• **ASSIGNMENT**
Repeat exactly, and only, the lines from the line containing "You are given a photograph. For the bus windscreen" through the last line of the records below, including both.

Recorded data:
▼

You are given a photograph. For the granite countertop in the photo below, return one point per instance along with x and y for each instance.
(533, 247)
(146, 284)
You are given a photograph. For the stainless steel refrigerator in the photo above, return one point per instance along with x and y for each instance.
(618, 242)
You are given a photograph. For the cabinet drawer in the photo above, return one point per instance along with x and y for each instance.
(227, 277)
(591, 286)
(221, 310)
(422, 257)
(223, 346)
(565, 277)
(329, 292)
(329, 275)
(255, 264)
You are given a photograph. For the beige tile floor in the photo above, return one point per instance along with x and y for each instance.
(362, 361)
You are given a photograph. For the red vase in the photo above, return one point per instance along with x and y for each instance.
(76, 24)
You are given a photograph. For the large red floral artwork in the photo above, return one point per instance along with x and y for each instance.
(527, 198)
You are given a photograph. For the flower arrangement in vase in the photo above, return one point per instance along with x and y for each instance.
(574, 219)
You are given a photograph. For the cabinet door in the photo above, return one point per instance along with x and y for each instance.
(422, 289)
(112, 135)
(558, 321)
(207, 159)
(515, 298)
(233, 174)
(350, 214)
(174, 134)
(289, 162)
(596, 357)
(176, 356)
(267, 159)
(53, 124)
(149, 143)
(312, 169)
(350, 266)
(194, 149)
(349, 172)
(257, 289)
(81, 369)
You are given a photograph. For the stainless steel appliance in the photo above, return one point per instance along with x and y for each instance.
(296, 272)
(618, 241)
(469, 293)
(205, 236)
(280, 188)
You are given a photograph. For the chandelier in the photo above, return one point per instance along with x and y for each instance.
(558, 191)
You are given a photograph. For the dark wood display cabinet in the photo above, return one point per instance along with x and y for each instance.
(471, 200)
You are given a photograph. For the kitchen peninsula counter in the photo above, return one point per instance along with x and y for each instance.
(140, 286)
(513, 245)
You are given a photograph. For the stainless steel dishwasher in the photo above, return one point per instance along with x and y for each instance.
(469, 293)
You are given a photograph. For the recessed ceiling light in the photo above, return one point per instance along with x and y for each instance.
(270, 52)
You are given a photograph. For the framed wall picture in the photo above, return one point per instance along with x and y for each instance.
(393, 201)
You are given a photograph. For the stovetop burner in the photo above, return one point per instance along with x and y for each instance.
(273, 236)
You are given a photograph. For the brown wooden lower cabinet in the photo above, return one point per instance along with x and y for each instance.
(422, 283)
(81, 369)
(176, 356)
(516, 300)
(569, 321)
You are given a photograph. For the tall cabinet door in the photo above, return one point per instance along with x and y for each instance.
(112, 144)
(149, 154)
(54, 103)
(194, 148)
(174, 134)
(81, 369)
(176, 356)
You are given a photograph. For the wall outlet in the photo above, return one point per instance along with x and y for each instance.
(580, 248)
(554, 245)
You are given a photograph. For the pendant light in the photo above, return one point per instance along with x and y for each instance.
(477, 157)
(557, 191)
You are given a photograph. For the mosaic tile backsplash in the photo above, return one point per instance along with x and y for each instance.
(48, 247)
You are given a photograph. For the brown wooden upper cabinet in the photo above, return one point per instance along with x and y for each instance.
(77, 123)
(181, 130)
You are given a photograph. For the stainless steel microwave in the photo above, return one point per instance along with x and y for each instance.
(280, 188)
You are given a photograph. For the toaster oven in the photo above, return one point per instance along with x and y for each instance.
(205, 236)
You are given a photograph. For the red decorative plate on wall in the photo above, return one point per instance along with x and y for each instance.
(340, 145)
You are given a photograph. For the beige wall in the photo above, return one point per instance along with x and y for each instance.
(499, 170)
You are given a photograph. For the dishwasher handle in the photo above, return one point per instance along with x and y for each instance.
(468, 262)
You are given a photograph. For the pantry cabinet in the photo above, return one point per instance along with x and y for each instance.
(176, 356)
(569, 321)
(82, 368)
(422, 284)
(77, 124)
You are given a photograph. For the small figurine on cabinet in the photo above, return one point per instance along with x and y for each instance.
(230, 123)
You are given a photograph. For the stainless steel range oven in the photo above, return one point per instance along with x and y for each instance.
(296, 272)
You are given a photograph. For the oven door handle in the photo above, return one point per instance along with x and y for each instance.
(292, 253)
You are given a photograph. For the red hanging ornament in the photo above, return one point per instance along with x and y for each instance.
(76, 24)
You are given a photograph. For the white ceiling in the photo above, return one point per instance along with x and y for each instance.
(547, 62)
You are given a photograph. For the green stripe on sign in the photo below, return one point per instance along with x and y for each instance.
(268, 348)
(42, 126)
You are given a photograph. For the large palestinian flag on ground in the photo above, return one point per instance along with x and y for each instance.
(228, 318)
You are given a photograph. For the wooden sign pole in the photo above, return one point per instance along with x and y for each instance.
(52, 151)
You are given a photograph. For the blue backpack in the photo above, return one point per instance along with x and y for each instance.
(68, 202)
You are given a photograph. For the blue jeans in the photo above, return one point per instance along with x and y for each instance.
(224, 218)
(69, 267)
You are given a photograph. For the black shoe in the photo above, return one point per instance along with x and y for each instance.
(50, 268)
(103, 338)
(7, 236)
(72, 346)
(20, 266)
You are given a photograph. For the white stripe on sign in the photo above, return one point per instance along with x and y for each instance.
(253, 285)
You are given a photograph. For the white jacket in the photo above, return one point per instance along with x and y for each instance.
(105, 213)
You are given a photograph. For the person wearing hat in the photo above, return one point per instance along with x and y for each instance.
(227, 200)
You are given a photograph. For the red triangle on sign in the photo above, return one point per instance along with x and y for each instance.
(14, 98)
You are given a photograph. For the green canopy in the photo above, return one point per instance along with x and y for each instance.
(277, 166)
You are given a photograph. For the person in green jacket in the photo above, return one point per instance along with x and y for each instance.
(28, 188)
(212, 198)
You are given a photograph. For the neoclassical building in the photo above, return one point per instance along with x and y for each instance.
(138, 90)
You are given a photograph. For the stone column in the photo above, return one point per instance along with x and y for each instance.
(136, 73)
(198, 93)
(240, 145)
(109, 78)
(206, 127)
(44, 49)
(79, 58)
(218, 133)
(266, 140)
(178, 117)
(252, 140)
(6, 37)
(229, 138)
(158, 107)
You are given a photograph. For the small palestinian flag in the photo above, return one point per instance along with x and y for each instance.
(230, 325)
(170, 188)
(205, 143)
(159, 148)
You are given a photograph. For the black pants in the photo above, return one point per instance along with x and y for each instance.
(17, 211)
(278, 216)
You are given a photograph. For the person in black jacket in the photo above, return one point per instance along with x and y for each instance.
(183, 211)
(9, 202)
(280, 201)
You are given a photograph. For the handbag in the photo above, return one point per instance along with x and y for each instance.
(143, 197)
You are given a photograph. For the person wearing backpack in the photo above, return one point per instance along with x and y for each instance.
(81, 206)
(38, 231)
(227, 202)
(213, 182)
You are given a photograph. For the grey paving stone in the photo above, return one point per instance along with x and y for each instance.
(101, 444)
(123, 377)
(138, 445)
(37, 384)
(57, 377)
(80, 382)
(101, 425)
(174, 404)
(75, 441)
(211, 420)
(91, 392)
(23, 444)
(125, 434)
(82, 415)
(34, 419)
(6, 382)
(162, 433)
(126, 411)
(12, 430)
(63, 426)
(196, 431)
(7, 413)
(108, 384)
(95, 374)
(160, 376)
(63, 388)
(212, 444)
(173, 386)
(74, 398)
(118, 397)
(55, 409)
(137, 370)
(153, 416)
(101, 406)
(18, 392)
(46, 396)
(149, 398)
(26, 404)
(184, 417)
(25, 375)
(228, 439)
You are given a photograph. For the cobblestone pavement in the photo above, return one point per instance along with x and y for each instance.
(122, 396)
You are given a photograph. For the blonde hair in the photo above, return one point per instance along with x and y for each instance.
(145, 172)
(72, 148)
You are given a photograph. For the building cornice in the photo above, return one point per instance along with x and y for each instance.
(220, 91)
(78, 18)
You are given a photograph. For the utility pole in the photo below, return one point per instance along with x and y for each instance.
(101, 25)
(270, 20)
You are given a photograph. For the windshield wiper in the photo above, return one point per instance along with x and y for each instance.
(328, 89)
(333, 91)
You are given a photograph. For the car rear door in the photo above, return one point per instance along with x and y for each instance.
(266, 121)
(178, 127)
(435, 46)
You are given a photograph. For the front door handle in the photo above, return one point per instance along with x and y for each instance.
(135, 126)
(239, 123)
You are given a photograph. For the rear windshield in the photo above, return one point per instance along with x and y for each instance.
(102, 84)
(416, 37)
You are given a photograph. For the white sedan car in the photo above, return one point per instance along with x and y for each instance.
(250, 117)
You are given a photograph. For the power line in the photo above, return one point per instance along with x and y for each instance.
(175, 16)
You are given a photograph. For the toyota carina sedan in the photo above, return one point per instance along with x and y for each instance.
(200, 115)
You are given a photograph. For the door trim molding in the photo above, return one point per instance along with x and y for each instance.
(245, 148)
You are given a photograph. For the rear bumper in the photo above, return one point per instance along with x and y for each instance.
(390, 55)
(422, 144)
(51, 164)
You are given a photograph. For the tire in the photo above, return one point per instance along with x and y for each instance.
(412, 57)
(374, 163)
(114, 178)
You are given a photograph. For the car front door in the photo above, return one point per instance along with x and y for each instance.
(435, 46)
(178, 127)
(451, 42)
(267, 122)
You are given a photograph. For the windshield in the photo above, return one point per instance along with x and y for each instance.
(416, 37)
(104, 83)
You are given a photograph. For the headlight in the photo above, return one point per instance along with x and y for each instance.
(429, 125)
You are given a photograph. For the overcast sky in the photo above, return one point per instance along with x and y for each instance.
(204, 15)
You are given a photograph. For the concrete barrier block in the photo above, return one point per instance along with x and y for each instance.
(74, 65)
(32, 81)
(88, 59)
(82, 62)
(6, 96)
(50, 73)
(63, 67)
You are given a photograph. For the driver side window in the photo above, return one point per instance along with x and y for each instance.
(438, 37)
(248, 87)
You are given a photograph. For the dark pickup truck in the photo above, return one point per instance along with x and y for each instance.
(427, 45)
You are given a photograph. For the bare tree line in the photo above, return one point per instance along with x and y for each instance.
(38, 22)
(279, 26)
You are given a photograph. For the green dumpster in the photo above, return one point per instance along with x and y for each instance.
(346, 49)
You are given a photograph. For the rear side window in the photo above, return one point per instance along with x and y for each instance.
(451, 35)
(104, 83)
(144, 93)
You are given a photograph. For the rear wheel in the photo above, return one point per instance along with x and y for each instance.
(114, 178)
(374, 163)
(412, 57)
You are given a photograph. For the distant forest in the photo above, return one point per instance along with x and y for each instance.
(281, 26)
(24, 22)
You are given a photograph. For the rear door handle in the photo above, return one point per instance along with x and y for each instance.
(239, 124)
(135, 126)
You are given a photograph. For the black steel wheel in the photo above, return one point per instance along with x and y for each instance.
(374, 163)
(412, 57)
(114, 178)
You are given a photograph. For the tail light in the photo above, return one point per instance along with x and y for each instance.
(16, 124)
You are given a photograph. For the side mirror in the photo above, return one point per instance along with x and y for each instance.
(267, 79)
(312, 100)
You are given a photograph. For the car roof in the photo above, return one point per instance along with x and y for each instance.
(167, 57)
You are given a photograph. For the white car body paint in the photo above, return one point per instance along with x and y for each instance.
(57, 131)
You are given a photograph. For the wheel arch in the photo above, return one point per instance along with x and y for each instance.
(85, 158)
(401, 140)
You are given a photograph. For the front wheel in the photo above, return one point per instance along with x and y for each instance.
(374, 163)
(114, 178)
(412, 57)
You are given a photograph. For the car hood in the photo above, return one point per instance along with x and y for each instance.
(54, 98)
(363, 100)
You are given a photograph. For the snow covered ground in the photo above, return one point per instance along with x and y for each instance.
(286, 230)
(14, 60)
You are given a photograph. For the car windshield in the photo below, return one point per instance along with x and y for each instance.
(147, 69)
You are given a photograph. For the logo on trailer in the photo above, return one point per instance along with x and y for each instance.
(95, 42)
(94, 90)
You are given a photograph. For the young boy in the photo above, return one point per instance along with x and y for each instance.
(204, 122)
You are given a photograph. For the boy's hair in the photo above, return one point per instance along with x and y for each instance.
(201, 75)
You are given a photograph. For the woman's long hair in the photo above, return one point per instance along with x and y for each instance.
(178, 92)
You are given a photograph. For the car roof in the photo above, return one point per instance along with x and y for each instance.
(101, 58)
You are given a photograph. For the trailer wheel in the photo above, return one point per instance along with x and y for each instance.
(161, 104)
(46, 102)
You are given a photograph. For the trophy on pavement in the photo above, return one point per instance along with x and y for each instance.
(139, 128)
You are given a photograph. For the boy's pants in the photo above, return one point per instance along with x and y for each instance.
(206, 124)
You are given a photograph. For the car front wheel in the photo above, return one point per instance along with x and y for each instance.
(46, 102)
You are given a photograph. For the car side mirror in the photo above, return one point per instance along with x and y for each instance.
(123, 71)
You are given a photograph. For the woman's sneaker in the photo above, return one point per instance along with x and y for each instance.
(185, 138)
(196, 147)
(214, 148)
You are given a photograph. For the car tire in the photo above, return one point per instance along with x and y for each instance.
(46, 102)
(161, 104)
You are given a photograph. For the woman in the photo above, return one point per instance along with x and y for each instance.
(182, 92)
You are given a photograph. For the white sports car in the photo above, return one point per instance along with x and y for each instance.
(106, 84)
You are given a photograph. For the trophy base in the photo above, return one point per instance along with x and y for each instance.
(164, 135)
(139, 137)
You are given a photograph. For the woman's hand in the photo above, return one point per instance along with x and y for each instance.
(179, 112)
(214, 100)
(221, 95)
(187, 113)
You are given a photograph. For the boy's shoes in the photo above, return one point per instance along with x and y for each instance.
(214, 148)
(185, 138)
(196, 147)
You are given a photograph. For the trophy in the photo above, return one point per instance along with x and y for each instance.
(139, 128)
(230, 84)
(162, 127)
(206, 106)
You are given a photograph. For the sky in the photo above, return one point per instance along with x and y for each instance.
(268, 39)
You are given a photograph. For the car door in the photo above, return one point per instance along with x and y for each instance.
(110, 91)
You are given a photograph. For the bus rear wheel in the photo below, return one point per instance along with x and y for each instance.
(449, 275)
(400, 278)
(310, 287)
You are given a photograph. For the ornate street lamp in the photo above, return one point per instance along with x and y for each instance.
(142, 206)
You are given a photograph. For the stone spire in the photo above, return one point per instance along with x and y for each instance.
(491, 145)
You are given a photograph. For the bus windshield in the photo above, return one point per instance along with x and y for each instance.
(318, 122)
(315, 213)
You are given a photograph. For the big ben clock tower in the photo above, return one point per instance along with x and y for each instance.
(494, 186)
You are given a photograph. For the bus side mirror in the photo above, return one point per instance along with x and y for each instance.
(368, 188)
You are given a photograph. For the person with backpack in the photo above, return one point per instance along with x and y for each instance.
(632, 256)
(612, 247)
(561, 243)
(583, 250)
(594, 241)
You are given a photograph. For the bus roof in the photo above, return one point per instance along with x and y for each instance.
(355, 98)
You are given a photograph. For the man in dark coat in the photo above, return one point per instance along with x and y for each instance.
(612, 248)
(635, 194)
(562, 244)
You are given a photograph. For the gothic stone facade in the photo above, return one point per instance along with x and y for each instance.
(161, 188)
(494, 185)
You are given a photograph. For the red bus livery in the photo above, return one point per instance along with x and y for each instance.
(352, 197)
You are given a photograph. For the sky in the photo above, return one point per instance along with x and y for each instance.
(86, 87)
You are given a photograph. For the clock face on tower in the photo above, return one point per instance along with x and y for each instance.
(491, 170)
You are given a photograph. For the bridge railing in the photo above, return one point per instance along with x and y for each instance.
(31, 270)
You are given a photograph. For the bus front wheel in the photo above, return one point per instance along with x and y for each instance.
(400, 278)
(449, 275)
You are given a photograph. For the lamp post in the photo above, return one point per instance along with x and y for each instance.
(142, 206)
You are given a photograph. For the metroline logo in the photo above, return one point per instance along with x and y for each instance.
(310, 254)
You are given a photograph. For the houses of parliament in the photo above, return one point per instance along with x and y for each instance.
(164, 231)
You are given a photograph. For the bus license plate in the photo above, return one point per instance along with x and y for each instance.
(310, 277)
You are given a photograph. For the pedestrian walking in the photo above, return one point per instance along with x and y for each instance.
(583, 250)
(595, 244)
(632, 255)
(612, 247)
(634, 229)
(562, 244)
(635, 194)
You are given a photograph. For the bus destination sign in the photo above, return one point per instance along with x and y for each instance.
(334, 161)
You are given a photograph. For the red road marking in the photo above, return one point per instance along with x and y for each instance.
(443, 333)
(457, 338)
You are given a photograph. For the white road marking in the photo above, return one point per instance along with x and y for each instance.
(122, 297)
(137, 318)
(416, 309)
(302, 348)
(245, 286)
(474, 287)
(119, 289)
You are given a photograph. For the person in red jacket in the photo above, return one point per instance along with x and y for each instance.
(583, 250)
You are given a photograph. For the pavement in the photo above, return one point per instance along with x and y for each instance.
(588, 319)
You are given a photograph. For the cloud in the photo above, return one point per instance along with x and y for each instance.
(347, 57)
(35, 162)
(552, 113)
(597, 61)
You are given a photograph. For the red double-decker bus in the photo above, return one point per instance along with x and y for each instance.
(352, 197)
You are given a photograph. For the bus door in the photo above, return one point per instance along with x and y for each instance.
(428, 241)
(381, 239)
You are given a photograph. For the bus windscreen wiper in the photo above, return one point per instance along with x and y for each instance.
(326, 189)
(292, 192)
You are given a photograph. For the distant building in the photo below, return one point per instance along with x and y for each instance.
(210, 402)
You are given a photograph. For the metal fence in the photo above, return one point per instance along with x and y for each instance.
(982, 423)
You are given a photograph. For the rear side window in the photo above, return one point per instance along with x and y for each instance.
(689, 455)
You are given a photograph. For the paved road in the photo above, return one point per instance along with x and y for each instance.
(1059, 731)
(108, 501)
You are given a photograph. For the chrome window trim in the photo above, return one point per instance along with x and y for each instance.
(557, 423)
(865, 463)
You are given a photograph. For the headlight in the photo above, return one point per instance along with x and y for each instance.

▲

• **RESULT OF THIS EXERCISE**
You are given a photograph. For the bus windscreen wiper in the photo above, return one point per instance along with x and y for each instance.
(326, 189)
(292, 192)
You are given a photograph. For the distant building in the photo below, return one point per instance along with x and y for each instance.
(210, 402)
You are given a photograph. For the metal fence in the photo above, return one point per instance along with x and y for each instance.
(982, 423)
You are given a photograph. For the rear side window in the photo above, return one point per instance along with x and y for each instance.
(689, 455)
You are given a photograph. For the paved road in the photo above, return one point per instance along with x and y for each instance.
(1059, 731)
(108, 501)
You are given a photograph. For the chrome window trim in the photo above, return one point per instance along with x and y for each instance.
(557, 423)
(865, 463)
You are given a photograph. For the headlight in the photo above, return one point per instance along with x and y for each instance.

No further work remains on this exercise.